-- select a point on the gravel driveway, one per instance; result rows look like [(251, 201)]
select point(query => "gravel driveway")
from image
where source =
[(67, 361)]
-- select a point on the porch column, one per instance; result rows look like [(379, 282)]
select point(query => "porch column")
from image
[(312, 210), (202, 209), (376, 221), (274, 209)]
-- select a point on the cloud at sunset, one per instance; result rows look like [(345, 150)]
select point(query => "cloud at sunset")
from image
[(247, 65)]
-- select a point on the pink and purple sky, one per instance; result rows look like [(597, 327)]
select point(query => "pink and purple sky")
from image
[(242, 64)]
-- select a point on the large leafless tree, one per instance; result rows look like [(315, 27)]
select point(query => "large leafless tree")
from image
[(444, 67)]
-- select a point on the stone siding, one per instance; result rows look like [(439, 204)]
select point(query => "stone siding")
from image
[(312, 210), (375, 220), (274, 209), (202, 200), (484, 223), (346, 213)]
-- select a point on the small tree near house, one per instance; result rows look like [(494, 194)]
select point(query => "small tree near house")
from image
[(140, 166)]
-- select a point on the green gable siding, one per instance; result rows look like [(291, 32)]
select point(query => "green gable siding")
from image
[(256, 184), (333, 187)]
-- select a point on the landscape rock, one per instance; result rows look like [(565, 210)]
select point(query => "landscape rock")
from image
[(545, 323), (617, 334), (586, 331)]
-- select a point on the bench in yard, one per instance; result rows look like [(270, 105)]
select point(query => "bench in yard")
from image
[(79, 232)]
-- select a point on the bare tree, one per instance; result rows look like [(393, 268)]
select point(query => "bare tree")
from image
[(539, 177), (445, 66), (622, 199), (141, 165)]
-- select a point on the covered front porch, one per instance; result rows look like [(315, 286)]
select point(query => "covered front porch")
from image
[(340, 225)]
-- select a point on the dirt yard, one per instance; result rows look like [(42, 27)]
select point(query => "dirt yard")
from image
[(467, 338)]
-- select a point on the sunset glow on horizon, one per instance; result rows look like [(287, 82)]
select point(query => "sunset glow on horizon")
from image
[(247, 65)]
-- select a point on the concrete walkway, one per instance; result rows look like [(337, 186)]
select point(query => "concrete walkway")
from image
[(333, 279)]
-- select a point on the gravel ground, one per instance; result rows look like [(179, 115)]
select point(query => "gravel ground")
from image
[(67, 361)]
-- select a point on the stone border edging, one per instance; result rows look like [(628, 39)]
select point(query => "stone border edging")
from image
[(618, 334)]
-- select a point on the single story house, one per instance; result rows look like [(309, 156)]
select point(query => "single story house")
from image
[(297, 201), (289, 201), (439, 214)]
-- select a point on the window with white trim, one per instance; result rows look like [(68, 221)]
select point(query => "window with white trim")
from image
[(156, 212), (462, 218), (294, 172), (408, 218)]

* **Required work**:
Copy each line above holding "gable".

* **Exercise response**:
-- select a point on the green gable siding, one per instance; result rows look like [(291, 32)]
select point(query => "green gable siding")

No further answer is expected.